Traumatic brain injury (TBI) is an injury that results from an application of a shear mechanical force to the head and causes different types of damages to the brain. The TBIs outcomes at the cellular level are mechanical breaking of axonal cytoskeleton, transport interruption and swelling. To elucidate better what happens during the injury at the cellular and molecular level, it is important to understand what happens when mechanical stress is applied to the axon, the long and slender projection of a nerve cell. With a proper understanding of the cellular and molecular mechanisms following trauma to the human brain, better protective systems such as helmets as well as candidates for therapeutic drugs against brain injuries can be developed. In the current project we will focus on how external factors such as stress and strain affect the axon’s plasma membrane and the myelin (a sheath surrounding the axon of some nerves) at the microscopic level. To address this, we will use classical molecular dynamics (MD) simulations to provide a three-dimensional description of the membrane system. Lipid bilayers will be used to mimic a fragment of plasma membranes and the myelins. Different lipid compositions will be used to elucidate the role of the lipid type on the mechanical properties. To mimic the effect of the mechanical stress on the membranes simulations we will stretch the lipid bilayer in x and y dimensions at different speeds and/or applying different pressure load to perpendicular to membrane plane.
Simulations in the order of milliseconds will be needed to account for the time scale of the TBI (e.i impact in the injury will evolve in the order of ms). To achieve this, we will combine classical mechanics with coarse-grained models. The obtained results will be also coupled with the finite element description of the axon fiber,
developed by the group of Svein Kleiven (KTH).

SUPPLIED RECORDS
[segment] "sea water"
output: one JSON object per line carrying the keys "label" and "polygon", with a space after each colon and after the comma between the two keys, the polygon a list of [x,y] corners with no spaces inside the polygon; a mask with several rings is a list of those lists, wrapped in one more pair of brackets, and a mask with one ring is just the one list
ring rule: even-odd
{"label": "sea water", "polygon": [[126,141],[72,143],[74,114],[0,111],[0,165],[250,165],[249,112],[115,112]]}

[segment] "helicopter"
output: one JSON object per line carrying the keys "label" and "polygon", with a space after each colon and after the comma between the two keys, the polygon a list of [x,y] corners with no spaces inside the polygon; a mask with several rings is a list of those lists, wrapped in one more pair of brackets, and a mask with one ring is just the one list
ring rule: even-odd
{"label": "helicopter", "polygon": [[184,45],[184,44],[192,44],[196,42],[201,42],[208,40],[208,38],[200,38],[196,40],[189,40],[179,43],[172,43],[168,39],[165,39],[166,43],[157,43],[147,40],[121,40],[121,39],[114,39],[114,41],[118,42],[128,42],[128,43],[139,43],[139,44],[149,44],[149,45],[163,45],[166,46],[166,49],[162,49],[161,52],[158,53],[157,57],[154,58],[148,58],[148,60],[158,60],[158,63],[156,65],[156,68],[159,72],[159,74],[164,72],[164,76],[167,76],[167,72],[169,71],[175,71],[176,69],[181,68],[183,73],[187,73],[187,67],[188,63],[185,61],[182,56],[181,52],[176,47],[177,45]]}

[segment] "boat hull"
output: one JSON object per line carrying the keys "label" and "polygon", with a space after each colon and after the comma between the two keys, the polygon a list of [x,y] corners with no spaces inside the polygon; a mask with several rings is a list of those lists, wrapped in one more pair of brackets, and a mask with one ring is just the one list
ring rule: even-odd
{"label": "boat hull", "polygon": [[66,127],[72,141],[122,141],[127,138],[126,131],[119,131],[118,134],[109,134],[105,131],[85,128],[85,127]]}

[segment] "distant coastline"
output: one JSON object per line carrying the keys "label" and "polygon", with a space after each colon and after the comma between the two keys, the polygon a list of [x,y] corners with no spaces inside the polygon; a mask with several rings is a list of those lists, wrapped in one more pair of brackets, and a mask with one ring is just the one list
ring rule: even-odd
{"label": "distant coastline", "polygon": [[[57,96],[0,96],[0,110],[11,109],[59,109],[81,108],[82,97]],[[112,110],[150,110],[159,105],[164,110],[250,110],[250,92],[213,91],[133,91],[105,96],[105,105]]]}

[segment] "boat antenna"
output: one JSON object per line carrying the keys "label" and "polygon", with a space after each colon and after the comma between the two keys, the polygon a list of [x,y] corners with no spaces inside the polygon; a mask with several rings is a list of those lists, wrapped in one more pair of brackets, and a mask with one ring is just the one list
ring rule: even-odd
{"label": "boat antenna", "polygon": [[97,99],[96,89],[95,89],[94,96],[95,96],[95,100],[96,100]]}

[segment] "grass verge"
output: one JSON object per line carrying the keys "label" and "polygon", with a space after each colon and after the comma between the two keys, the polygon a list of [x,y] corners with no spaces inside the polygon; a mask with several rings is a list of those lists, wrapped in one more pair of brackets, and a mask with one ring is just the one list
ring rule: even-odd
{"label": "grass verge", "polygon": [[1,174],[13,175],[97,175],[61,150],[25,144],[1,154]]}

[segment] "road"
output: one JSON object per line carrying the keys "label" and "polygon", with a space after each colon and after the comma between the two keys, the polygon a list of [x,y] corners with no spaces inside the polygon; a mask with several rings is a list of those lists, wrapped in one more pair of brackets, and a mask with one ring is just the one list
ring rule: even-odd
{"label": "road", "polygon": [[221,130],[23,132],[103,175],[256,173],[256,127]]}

---

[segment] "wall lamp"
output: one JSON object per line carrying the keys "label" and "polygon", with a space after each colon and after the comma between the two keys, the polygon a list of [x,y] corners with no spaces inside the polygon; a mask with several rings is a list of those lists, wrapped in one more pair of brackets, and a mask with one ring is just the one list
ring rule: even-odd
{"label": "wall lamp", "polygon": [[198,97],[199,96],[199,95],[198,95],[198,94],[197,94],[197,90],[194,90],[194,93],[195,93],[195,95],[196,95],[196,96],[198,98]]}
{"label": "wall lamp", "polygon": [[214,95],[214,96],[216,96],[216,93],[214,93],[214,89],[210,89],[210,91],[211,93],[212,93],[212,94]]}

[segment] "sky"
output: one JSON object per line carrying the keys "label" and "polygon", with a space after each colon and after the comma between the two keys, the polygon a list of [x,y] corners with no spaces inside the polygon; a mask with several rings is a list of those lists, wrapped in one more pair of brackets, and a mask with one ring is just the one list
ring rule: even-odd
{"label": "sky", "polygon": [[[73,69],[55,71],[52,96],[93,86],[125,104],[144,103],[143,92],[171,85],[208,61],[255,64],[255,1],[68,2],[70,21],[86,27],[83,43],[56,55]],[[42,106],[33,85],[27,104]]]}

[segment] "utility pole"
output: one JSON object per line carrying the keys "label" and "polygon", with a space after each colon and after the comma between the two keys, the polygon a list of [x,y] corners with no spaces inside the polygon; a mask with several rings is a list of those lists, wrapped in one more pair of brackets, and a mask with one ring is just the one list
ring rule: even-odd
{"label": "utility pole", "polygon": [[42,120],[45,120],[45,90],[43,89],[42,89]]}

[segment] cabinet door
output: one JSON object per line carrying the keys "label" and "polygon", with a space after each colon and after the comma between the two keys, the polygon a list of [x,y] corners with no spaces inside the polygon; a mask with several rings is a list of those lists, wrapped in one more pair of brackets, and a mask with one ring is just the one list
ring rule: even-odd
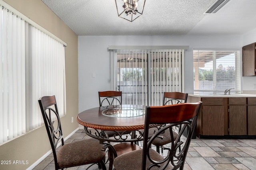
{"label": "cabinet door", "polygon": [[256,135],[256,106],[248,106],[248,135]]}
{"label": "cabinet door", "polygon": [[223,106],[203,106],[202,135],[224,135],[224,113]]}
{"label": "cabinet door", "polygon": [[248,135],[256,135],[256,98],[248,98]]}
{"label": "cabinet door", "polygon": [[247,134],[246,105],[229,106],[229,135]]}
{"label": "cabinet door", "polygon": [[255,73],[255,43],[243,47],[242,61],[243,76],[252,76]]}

==

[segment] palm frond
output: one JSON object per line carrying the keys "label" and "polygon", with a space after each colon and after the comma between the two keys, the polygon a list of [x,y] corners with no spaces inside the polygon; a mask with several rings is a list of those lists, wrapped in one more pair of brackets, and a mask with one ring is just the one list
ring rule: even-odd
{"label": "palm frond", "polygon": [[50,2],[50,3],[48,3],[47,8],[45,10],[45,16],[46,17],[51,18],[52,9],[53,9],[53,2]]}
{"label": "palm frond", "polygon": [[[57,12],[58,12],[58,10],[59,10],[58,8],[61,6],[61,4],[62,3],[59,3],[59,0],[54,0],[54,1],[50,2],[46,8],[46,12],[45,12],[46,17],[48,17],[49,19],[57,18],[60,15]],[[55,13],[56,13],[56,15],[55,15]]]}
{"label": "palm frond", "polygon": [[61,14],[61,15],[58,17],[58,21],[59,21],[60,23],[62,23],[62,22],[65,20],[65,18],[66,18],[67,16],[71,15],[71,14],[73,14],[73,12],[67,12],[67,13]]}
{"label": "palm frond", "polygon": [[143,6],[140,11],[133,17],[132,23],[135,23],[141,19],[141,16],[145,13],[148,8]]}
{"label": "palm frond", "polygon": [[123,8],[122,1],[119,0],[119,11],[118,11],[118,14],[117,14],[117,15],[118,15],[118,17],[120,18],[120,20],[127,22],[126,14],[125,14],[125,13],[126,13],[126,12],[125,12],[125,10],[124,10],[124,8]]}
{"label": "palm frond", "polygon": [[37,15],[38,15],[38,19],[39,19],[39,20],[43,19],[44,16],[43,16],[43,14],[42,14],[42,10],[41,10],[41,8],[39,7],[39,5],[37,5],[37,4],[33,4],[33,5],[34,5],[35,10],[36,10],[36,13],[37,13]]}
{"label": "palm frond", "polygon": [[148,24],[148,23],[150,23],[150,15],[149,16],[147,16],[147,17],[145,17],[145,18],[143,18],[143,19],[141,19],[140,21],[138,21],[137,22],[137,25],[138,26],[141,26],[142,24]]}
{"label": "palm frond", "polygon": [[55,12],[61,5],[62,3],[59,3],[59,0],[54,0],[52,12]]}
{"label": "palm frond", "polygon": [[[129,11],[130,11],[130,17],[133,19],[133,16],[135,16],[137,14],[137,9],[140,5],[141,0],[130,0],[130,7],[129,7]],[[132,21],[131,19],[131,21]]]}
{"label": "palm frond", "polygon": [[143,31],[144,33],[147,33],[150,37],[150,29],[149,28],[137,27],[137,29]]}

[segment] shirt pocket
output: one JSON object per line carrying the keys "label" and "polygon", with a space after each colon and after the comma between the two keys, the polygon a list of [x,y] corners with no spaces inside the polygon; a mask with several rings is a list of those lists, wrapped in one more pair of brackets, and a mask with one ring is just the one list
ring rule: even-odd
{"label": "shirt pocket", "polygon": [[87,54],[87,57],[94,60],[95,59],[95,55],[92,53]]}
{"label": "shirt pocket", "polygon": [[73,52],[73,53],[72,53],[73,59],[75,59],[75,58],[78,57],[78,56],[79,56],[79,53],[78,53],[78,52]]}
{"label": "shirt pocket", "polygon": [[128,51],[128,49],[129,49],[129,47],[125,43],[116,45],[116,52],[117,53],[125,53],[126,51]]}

TASK DETAILS
Please answer from the project description: what will be used to mimic a fragment of plasma membranes and the myelins? The lines above aren't needed here.

EXERCISE RESPONSE
Lipid bilayers.